§ **EXERCISE TASK**: Transcribe exactly the lines from the one containing "Tag the dark water" through the end of the data, both included. Leave out pictures.

§ **Dataset excerpts on object pointing**:
━━━

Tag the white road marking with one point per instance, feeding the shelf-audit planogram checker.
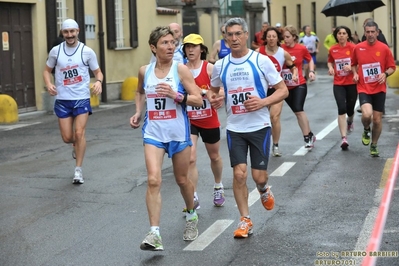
(283, 168)
(319, 136)
(365, 233)
(19, 125)
(392, 230)
(209, 235)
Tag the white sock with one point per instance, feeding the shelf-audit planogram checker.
(191, 216)
(218, 185)
(155, 229)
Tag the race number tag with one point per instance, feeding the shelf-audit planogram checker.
(237, 98)
(371, 72)
(339, 66)
(200, 112)
(160, 108)
(71, 75)
(287, 77)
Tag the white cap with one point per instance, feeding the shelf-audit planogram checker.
(69, 24)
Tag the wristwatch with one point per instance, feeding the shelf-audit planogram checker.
(179, 98)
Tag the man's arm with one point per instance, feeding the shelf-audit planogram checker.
(97, 86)
(255, 44)
(214, 53)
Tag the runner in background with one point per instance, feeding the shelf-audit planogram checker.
(345, 91)
(204, 120)
(279, 57)
(298, 88)
(220, 48)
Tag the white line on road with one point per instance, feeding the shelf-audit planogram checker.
(392, 230)
(282, 169)
(365, 233)
(319, 136)
(209, 235)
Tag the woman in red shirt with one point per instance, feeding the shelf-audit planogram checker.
(298, 89)
(279, 57)
(204, 120)
(345, 91)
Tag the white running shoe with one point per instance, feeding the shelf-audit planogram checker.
(276, 151)
(78, 177)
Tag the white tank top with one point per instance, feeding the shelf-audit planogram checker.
(164, 120)
(241, 79)
(72, 77)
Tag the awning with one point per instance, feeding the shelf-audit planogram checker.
(167, 11)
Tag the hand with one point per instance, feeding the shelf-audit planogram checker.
(294, 77)
(52, 90)
(355, 77)
(135, 120)
(165, 90)
(382, 78)
(216, 100)
(312, 76)
(253, 103)
(96, 88)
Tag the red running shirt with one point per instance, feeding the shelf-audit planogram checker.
(340, 56)
(205, 116)
(372, 60)
(298, 53)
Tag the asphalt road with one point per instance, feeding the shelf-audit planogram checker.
(326, 199)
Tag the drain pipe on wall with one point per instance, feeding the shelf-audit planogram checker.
(102, 49)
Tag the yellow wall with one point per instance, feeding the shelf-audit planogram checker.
(324, 24)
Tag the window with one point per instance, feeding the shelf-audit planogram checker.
(118, 27)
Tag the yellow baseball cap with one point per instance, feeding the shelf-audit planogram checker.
(193, 39)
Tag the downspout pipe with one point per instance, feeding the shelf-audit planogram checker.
(102, 50)
(395, 42)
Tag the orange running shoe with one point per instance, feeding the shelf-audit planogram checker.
(267, 199)
(244, 228)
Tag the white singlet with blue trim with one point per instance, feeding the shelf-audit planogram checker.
(240, 77)
(164, 120)
(72, 77)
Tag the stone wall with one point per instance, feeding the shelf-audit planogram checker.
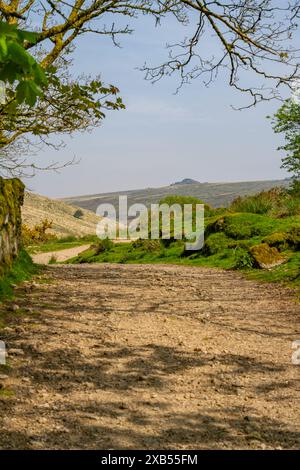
(11, 200)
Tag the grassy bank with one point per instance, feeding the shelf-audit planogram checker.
(231, 237)
(61, 244)
(22, 269)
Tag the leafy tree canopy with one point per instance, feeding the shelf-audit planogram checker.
(287, 122)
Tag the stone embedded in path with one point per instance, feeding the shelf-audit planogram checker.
(266, 257)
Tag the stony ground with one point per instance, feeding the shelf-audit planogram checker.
(59, 256)
(129, 356)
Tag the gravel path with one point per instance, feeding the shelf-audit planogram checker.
(61, 255)
(136, 356)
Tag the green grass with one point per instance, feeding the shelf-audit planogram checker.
(227, 242)
(22, 269)
(61, 244)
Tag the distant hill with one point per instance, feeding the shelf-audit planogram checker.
(37, 208)
(215, 194)
(186, 181)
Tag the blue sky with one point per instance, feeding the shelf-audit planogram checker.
(161, 137)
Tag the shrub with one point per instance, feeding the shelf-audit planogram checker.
(78, 214)
(103, 245)
(147, 245)
(243, 259)
(37, 234)
(261, 203)
(215, 243)
(279, 240)
(276, 202)
(294, 238)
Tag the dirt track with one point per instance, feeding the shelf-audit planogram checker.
(129, 356)
(62, 255)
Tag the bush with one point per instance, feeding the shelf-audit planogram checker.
(78, 214)
(215, 243)
(241, 226)
(103, 245)
(37, 234)
(147, 245)
(276, 202)
(243, 259)
(279, 240)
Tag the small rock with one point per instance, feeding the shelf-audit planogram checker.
(13, 308)
(266, 257)
(16, 352)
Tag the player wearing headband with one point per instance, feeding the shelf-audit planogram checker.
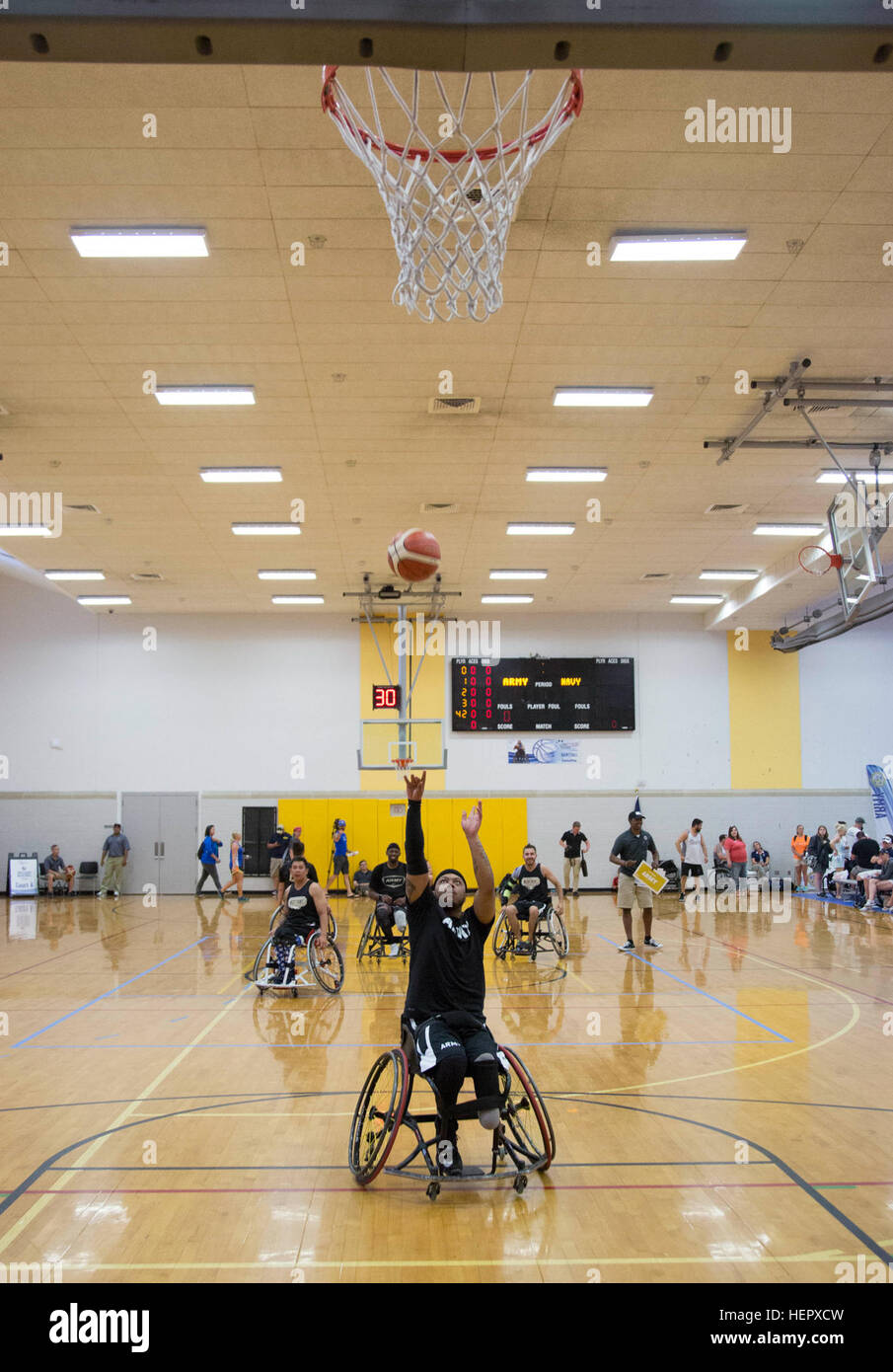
(445, 1002)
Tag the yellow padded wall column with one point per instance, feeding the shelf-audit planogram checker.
(763, 714)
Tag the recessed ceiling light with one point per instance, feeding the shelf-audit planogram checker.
(675, 247)
(830, 477)
(266, 528)
(287, 576)
(602, 396)
(565, 474)
(74, 576)
(508, 575)
(540, 528)
(506, 600)
(204, 394)
(162, 242)
(240, 474)
(789, 530)
(727, 576)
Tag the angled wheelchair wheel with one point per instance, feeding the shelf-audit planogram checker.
(327, 964)
(501, 936)
(377, 1115)
(526, 1115)
(558, 933)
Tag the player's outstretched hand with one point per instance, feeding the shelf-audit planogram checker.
(471, 823)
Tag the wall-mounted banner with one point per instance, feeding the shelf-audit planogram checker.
(545, 751)
(881, 799)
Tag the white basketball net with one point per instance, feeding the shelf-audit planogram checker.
(450, 195)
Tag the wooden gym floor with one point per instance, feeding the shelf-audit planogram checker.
(721, 1107)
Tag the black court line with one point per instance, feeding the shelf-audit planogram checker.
(303, 1095)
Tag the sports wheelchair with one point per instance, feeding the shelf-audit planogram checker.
(327, 966)
(552, 935)
(373, 942)
(524, 1136)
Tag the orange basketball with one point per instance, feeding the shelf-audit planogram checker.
(414, 555)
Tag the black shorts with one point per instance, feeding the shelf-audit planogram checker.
(524, 907)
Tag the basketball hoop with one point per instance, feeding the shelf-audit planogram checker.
(450, 207)
(816, 560)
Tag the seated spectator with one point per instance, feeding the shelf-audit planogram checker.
(361, 878)
(56, 870)
(759, 859)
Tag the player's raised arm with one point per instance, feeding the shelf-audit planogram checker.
(415, 865)
(484, 901)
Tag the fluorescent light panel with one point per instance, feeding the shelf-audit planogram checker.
(602, 396)
(240, 474)
(675, 247)
(284, 530)
(540, 528)
(74, 576)
(287, 576)
(727, 576)
(150, 242)
(789, 530)
(204, 394)
(565, 474)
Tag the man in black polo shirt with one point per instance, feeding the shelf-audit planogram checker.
(445, 1002)
(389, 885)
(629, 851)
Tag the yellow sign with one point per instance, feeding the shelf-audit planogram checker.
(649, 877)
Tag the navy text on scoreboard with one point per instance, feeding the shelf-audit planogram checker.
(544, 696)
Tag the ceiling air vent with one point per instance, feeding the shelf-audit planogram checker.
(454, 405)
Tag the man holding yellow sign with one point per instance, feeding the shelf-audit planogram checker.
(635, 877)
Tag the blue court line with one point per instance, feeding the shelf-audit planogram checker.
(706, 994)
(112, 992)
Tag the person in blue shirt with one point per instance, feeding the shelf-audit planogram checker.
(236, 866)
(209, 857)
(340, 857)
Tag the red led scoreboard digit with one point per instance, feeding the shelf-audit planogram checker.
(386, 697)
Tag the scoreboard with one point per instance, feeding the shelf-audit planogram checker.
(544, 695)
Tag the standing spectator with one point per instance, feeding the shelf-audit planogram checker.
(112, 862)
(56, 870)
(737, 851)
(277, 848)
(693, 857)
(760, 859)
(209, 857)
(819, 857)
(236, 869)
(798, 845)
(340, 865)
(630, 848)
(572, 841)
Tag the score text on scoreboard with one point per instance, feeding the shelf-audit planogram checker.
(544, 695)
(386, 697)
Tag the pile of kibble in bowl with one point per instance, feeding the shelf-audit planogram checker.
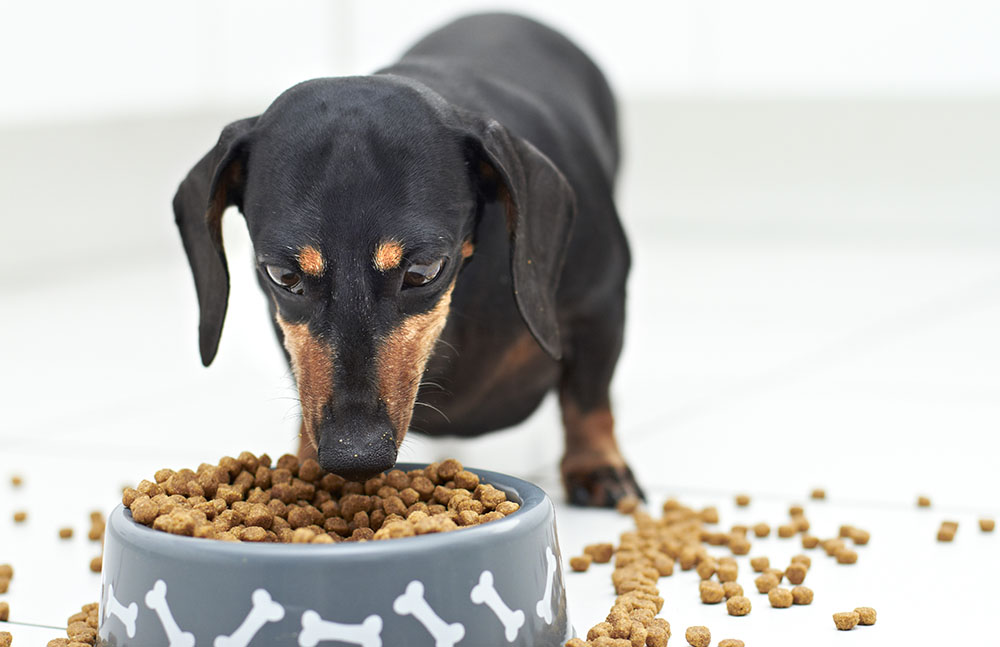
(246, 499)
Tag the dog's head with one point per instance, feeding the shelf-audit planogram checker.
(362, 197)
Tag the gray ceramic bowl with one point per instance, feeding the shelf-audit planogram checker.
(492, 585)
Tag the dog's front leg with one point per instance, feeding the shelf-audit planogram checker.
(593, 470)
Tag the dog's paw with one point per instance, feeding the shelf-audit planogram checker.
(601, 487)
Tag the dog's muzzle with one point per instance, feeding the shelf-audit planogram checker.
(356, 443)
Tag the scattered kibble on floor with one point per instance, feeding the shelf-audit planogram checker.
(698, 636)
(847, 620)
(866, 615)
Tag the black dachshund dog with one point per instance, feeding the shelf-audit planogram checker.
(441, 233)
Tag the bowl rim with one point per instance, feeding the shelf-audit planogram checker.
(531, 513)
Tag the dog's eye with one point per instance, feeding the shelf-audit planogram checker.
(422, 273)
(285, 278)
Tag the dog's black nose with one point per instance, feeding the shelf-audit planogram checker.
(356, 445)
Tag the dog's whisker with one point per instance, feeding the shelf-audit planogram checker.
(431, 406)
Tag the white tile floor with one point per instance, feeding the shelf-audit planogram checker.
(865, 364)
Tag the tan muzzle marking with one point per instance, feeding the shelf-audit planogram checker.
(312, 365)
(402, 359)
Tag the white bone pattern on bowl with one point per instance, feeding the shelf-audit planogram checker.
(315, 629)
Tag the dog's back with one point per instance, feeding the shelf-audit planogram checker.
(529, 77)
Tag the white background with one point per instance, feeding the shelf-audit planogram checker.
(812, 192)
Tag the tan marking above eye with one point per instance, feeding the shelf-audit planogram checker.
(311, 261)
(388, 255)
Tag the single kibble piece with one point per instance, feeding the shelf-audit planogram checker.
(711, 592)
(739, 545)
(780, 598)
(765, 582)
(628, 504)
(601, 553)
(846, 556)
(846, 621)
(796, 572)
(802, 595)
(738, 605)
(727, 572)
(698, 636)
(732, 589)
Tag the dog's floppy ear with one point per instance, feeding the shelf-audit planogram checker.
(540, 207)
(215, 182)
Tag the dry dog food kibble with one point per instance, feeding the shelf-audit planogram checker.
(947, 530)
(601, 553)
(628, 504)
(796, 572)
(698, 636)
(248, 499)
(846, 621)
(802, 595)
(765, 582)
(711, 592)
(780, 598)
(866, 615)
(738, 605)
(846, 556)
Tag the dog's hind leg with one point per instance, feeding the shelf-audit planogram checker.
(593, 470)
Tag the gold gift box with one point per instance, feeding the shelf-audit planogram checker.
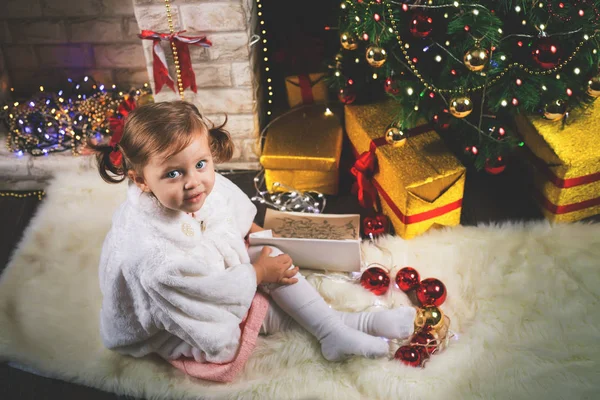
(306, 89)
(566, 164)
(420, 184)
(302, 150)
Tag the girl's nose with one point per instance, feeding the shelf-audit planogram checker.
(193, 181)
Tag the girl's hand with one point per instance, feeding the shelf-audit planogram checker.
(274, 269)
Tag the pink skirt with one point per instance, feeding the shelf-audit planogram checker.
(227, 372)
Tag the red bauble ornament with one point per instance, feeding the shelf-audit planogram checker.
(426, 339)
(431, 292)
(376, 280)
(546, 52)
(409, 355)
(391, 86)
(375, 226)
(420, 25)
(407, 279)
(496, 166)
(347, 95)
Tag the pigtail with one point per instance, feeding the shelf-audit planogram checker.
(221, 145)
(109, 172)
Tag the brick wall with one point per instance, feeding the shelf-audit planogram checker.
(225, 73)
(46, 41)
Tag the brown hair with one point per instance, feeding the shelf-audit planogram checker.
(160, 128)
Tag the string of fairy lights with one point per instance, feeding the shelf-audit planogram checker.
(349, 43)
(50, 122)
(174, 50)
(265, 59)
(550, 61)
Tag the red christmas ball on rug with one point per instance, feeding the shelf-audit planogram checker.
(376, 280)
(431, 292)
(409, 355)
(407, 279)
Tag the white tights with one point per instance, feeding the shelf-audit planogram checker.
(341, 334)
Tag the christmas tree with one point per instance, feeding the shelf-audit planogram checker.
(468, 67)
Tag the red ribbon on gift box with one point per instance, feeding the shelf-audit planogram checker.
(366, 187)
(159, 61)
(366, 164)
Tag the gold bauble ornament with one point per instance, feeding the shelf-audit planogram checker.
(555, 111)
(348, 41)
(395, 136)
(376, 56)
(460, 107)
(594, 87)
(429, 316)
(476, 59)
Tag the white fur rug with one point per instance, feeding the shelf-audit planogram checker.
(523, 299)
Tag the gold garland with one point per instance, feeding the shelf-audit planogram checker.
(480, 87)
(20, 195)
(174, 49)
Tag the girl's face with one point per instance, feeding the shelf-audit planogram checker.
(183, 181)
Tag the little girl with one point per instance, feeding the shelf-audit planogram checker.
(176, 276)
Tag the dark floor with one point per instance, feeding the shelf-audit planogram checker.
(486, 199)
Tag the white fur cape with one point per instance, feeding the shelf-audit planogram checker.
(523, 299)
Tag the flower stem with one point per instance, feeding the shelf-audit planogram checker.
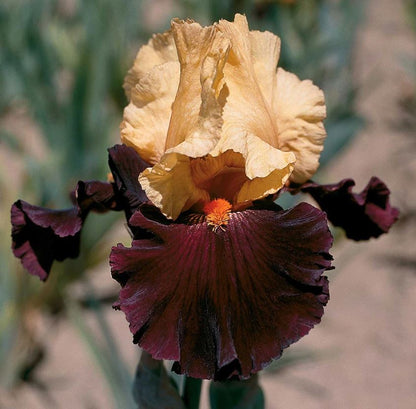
(192, 392)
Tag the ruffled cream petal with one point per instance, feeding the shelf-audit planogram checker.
(146, 119)
(159, 50)
(196, 121)
(241, 177)
(246, 111)
(169, 185)
(299, 108)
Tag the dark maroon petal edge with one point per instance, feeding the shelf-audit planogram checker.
(41, 235)
(362, 215)
(224, 304)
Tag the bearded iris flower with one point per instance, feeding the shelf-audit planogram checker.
(219, 278)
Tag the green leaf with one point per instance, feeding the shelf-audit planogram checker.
(153, 388)
(236, 394)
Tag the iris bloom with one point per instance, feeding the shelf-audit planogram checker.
(218, 279)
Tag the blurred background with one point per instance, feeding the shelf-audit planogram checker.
(62, 64)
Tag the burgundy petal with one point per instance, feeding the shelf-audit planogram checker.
(224, 304)
(41, 236)
(362, 215)
(126, 165)
(96, 196)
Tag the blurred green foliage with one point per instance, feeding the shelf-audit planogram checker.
(62, 64)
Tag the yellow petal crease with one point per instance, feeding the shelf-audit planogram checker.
(212, 114)
(159, 50)
(146, 119)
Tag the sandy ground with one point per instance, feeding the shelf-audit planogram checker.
(364, 352)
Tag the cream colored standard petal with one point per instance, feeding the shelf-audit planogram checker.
(261, 171)
(146, 118)
(196, 113)
(265, 51)
(205, 133)
(299, 108)
(170, 187)
(159, 50)
(246, 109)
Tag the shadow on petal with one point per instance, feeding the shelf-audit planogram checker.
(362, 215)
(224, 304)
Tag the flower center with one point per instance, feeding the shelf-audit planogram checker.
(217, 213)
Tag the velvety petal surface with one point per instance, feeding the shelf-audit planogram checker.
(225, 303)
(40, 235)
(126, 165)
(362, 215)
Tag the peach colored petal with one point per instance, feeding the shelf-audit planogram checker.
(299, 108)
(196, 121)
(169, 185)
(146, 118)
(265, 51)
(159, 50)
(246, 110)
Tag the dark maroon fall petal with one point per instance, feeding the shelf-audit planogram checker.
(224, 304)
(362, 215)
(41, 236)
(126, 165)
(96, 196)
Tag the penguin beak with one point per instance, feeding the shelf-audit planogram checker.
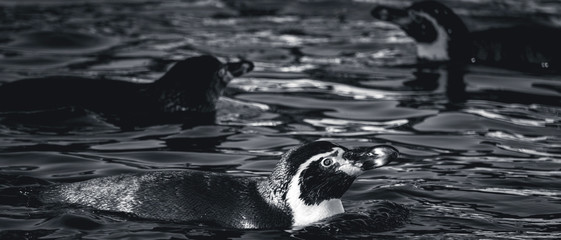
(368, 158)
(396, 16)
(240, 68)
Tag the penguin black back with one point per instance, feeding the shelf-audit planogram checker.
(189, 89)
(305, 187)
(441, 35)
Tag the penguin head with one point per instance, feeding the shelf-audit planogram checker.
(314, 177)
(440, 34)
(196, 83)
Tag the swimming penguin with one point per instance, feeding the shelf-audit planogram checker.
(188, 90)
(441, 36)
(306, 186)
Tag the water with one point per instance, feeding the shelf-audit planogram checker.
(483, 164)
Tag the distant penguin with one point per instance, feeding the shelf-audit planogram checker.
(189, 90)
(306, 186)
(441, 36)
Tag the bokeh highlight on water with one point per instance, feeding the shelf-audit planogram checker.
(486, 166)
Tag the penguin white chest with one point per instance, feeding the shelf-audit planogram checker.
(307, 214)
(438, 49)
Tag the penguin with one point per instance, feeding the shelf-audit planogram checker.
(441, 36)
(189, 90)
(305, 186)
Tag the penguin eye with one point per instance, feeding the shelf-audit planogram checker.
(326, 162)
(222, 73)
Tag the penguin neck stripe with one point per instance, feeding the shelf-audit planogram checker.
(302, 213)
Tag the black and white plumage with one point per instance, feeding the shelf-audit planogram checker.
(188, 90)
(441, 36)
(306, 186)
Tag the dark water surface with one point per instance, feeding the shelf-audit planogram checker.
(484, 164)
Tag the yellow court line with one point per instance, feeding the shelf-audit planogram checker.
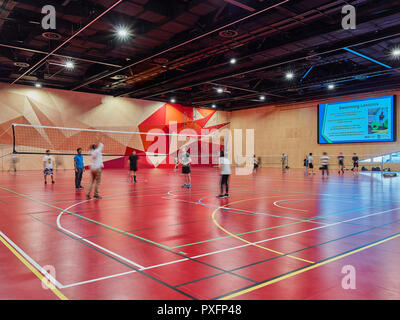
(292, 274)
(33, 269)
(246, 241)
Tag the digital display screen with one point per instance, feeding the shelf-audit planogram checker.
(366, 120)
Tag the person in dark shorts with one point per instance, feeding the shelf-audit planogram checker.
(133, 158)
(78, 166)
(225, 167)
(325, 164)
(255, 164)
(185, 161)
(355, 163)
(341, 163)
(48, 165)
(311, 164)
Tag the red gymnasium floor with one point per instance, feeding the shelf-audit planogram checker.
(279, 236)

━━━

§ **THE RESULT**:
Tag the dark water surface with one point per instance, feeding the shelf-audit planogram checker.
(484, 164)
Tag the yellow court line with one point per instance, feeding the shelf-audit planogram checker.
(292, 274)
(33, 269)
(246, 241)
Tag the digital display screen with one point per instance, feeding the shelf-audit planogram checker.
(366, 120)
Tag the person in dark shorts with one point per instance, feeding the shelf-audit planogram checker.
(133, 158)
(78, 166)
(225, 167)
(325, 164)
(255, 164)
(185, 161)
(355, 163)
(341, 163)
(48, 165)
(311, 164)
Tag the red gymnasium floor with one point per instance, feeding the shelf-audit planogram checker.
(279, 236)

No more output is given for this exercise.